CONSIGNE
Résumez en deux phrases l'extrait consacré à Chez Sonia.

EXTRAIT
Chez Sonia, le soleil en héritage
Il y a des lieux qui ne cherchent pas à impressionner. Qui se contentent d’accueillir, de raconter, de réchauffer. Chez Sonia, dans le 17e, on pousse la porte comme on franchirait une frontière invisible : celle d’un ailleurs, enveloppé de lumière et de parfums anciens.
Le cadre, baigné de blanc et rouge, oscille entre délicatesse et éclat. Chaque reflet sur la nappe, chaque pli dans le tissu semble là pour une raison précise : nous préparer à ce qui va suivre. Une parenthèse. Une halte suspendue dans le tumulte parisien.

À la carte, la mer se mêle au sable, le végétal à la braise, la tendresse des viandes au parfum des épices. La cuisine s’inspire du Sud, du large, du cœur. Elle dit le Maroc, bien sûr, mais aussi cette Méditerranée plurielle, généreuse, hospitalière. Une kemia à partager comme un prélude joyeux, des pastillas dorées, du couscous fondant et vibrant, des tajines où l’agneau, lentement confit, se défait à la seule caresse d’une cuillère. À chaque plat, une évocation, un souvenir, un voyage.

DONNÉES FOURNIES
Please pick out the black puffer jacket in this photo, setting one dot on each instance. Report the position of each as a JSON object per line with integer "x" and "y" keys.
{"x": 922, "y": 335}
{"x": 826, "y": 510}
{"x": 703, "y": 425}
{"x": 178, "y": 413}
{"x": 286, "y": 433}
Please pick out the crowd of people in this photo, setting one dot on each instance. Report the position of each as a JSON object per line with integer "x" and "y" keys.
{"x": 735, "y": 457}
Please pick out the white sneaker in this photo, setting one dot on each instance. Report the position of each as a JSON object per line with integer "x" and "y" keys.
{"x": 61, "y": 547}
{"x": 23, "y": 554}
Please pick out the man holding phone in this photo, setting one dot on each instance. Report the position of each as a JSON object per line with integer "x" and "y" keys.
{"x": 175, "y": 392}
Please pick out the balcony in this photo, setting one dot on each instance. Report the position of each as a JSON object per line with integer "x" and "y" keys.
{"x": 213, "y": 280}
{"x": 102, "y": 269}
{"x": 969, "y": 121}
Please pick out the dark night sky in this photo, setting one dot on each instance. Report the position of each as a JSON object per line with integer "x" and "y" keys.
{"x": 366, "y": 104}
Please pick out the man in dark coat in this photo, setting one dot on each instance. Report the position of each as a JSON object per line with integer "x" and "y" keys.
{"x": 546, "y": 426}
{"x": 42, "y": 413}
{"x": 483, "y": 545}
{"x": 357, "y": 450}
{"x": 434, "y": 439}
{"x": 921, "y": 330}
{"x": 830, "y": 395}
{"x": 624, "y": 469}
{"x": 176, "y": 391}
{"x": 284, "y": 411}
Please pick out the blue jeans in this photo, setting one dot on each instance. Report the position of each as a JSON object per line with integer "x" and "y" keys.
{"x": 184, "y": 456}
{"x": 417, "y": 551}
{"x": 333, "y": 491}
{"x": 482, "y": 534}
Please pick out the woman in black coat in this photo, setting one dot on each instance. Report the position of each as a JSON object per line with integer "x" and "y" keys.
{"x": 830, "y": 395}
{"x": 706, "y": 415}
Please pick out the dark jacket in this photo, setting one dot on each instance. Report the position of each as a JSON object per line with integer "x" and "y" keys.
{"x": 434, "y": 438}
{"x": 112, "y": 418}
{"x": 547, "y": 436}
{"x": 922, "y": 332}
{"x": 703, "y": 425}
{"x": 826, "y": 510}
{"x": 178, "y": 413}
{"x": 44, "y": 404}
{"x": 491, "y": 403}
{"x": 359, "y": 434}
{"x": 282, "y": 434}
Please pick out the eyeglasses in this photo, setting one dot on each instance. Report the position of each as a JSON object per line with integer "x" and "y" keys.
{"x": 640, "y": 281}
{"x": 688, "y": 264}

CORRIGÉ
Chez Sonia, dans le 17e, est présenté comme un lieu qui accueille sans chercher à impressionner, dans un cadre blanc et rouge qui offre une halte suspendue dans le tumulte parisien. Sa cuisine, inspirée du Sud, dit le Maroc et la Méditerranée à travers la kemia, les pastillas, le couscous et les tajines d'agneau lentement confit.